• [The request]
Filter the rows below and copy each line that contains the word "tile", treating uppercase and lowercase as different.

[BEGIN Input]

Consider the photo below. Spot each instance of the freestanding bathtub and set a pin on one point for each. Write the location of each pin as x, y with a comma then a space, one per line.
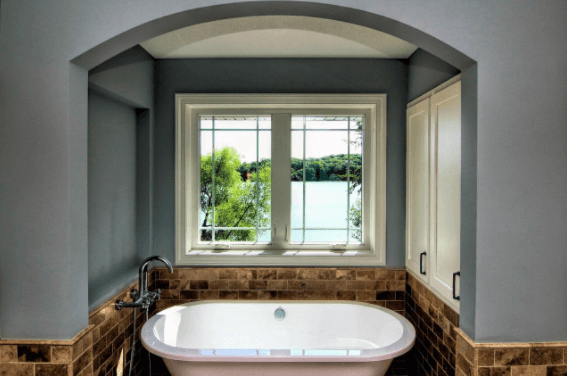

[END Input]
[BEGIN Input]

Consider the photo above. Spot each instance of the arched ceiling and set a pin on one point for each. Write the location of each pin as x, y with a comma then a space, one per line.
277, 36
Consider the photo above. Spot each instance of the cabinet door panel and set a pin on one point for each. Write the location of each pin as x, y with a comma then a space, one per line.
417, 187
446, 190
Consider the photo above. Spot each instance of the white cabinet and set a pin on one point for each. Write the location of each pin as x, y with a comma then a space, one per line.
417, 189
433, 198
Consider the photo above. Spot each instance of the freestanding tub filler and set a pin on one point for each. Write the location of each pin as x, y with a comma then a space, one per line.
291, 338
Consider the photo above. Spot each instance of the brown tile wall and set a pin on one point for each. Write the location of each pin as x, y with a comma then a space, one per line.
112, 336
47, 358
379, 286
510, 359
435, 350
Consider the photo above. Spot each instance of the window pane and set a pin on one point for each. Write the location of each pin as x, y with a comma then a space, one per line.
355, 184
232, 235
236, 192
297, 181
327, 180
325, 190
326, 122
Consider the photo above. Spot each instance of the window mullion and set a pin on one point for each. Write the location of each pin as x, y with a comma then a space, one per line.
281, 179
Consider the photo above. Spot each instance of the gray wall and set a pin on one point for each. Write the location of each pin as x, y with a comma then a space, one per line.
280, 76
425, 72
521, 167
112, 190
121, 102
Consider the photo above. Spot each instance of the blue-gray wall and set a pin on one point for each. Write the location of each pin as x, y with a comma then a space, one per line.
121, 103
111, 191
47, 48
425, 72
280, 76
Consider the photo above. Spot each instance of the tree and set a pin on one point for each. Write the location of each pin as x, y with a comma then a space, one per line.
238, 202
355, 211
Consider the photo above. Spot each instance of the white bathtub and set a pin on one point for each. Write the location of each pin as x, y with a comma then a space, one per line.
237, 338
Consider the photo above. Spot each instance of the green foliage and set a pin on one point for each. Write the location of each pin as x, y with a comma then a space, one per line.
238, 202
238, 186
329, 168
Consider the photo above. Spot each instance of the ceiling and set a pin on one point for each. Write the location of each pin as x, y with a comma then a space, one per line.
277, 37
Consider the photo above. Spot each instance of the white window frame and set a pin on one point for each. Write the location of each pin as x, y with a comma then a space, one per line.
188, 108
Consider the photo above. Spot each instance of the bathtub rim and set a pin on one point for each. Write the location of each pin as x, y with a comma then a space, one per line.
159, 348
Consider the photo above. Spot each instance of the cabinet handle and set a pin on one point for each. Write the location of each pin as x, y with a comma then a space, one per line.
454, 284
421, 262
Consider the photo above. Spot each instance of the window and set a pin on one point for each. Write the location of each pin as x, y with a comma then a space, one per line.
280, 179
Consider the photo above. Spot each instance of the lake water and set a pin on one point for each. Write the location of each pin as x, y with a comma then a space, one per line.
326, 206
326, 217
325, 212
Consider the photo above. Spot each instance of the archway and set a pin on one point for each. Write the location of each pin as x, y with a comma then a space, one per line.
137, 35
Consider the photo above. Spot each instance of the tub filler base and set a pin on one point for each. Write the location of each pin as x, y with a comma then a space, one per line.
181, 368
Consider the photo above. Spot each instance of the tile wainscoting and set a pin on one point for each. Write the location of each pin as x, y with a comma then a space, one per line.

[END Input]
[BEGIN Input]

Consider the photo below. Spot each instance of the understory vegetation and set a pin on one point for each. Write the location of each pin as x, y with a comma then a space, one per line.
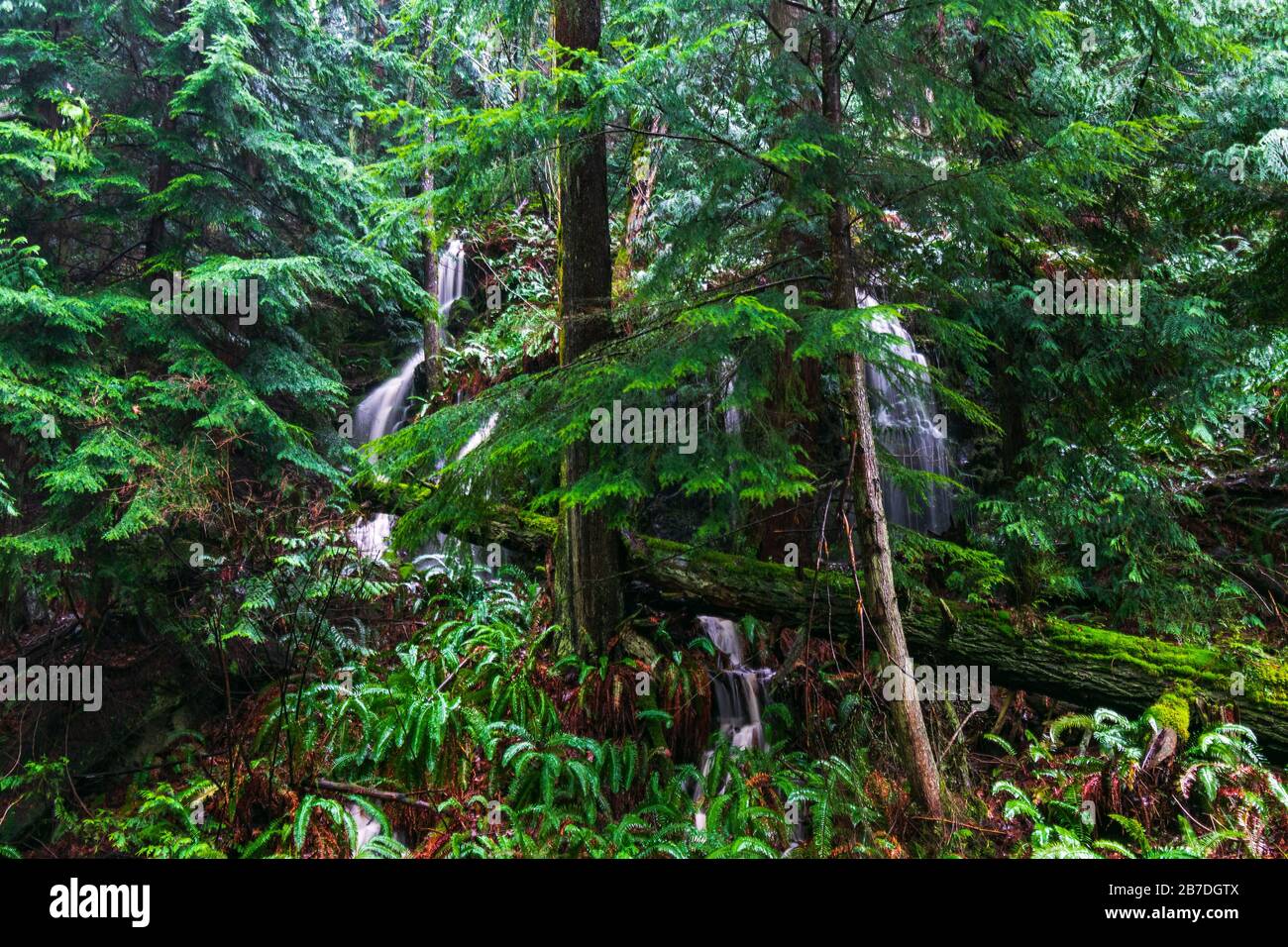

[END Input]

• [Solution to this exercise]
Consider the photo above. Spot each instance of the brown tile wall and set a pin on one point for each. Write the location of each pin as x, y with a comma then a space, one per line.
Consider the photo above. Spot each instance of the tile wainscoting and set a pin on one point for each. Write the location of each pin as x, y with a comma then a space, one per line.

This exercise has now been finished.